Task goal: Print all of the items below line for line without any changes, but leave out the pictures.

[Data taken from a collection]
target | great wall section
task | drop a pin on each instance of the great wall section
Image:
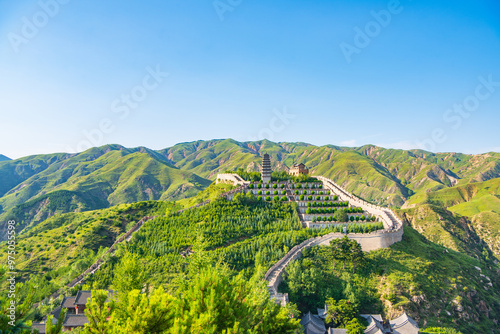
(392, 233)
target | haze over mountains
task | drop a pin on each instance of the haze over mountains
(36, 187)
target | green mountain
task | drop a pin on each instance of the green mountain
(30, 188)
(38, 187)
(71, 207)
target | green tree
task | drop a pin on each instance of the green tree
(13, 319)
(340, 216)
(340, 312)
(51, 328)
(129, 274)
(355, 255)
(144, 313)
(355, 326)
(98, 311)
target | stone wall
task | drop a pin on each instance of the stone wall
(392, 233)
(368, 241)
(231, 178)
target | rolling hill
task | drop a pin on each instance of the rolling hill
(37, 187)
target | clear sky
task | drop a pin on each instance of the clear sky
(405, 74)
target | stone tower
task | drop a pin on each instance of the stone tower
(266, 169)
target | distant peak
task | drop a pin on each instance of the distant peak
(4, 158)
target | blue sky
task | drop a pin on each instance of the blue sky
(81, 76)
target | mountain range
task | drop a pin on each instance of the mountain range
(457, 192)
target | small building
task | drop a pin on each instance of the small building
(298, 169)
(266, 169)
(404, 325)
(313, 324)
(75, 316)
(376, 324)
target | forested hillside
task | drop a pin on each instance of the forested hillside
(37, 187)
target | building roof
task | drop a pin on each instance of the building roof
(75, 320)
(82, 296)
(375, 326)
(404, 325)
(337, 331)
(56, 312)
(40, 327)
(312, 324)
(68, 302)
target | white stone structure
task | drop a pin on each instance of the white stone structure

Solution for this exercise:
target | great wall section
task | drop a pin on each instance of the great wall section
Image:
(392, 233)
target | haze over mountains
task | drop a pin on each instance of the haze over mountains
(36, 187)
target | green mountain
task | drop a pin on each instance of the green mountain
(30, 188)
(38, 187)
(71, 207)
target | green tree
task | drop a pin on each instance of the green tree
(13, 319)
(340, 216)
(340, 312)
(51, 328)
(129, 274)
(355, 255)
(144, 313)
(355, 326)
(98, 311)
target | stone wall
task | drop a pin on each instance of the stone wall
(392, 233)
(368, 241)
(231, 178)
target | rolling hill
task | drop a pin on each instance of the rolling hill
(37, 187)
target | clear sky
task | drop a pin on each instance of the clear sky
(405, 74)
target | stone tower
task | drop a pin on each instance of the stone tower
(266, 169)
target | distant peak
task | drop a pin on each instance of the distant peak
(4, 158)
target | blue sky
task | drop a pin on each instance of the blue sky
(81, 76)
target | mountain range
task | drop a pin on each instance of the mountain range
(457, 192)
target | small building
task | drop a pin on each instance of the small building
(298, 169)
(266, 169)
(404, 325)
(313, 324)
(75, 316)
(376, 324)
target | forested hillside
task | drop a pin on each instance of the forested hillside
(37, 187)
target | building roof
task | drop a pin on each instance of the building roof
(75, 320)
(82, 296)
(375, 326)
(404, 325)
(337, 331)
(56, 312)
(40, 327)
(312, 324)
(68, 302)
target | white stone structure
task | drop a pin on each instance of the white stone structure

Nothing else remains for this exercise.